Your answer should hold all lines of the entries that include the word "road".

(Beginning of PROVIDED RECORDS)

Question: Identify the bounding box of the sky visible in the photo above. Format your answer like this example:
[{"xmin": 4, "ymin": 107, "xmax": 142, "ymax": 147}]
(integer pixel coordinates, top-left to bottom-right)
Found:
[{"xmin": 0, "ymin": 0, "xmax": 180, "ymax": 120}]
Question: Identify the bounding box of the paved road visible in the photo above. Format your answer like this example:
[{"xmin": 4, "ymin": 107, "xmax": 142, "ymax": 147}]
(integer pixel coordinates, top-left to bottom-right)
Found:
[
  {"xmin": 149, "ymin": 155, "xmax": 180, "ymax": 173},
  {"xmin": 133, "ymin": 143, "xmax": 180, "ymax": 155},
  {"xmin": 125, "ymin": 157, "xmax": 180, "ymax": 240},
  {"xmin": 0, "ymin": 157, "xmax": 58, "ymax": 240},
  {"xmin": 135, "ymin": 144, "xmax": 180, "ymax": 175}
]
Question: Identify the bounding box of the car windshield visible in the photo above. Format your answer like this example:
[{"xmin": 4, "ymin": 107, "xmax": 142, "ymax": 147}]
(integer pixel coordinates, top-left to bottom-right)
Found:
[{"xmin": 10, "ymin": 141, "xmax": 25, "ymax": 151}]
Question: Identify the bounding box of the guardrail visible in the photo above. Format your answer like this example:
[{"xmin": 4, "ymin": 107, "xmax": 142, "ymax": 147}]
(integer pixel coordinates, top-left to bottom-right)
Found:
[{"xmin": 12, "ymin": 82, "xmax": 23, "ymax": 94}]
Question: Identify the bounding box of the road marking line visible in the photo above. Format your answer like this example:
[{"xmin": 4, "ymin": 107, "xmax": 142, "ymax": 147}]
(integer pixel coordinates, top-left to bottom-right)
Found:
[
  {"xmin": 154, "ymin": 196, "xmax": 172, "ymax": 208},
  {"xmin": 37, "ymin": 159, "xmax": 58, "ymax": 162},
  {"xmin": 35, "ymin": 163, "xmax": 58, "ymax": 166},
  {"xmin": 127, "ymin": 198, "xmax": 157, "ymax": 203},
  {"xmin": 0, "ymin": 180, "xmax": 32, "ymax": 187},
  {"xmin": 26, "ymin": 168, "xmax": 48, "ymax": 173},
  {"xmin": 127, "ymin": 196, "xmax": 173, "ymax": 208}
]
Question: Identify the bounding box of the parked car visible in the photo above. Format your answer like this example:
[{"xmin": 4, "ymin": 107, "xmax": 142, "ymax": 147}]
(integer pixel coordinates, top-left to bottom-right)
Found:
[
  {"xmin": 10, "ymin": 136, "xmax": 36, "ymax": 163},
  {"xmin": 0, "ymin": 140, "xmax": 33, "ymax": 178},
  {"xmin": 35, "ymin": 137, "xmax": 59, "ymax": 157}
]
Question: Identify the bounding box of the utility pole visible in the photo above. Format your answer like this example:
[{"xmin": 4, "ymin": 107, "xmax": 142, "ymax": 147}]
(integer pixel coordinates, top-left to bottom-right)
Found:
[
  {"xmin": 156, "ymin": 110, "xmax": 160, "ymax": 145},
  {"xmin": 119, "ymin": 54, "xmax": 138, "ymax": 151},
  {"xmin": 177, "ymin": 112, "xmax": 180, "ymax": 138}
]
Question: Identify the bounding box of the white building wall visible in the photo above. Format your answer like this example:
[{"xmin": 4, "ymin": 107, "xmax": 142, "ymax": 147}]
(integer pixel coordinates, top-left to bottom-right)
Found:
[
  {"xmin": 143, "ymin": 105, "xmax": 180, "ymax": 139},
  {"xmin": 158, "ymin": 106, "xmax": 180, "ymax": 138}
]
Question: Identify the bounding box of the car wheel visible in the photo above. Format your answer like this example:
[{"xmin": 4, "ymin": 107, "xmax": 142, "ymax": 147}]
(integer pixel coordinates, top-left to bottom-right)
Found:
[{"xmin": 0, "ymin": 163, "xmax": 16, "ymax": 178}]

(End of PROVIDED RECORDS)

EXERCISE OUTPUT -
Question: Identify the bounding box of the paved road visible in the photo above. Format your answer like this example:
Question: Identify the bounding box of the road marking line visible in the photo above. Format your answer like this example:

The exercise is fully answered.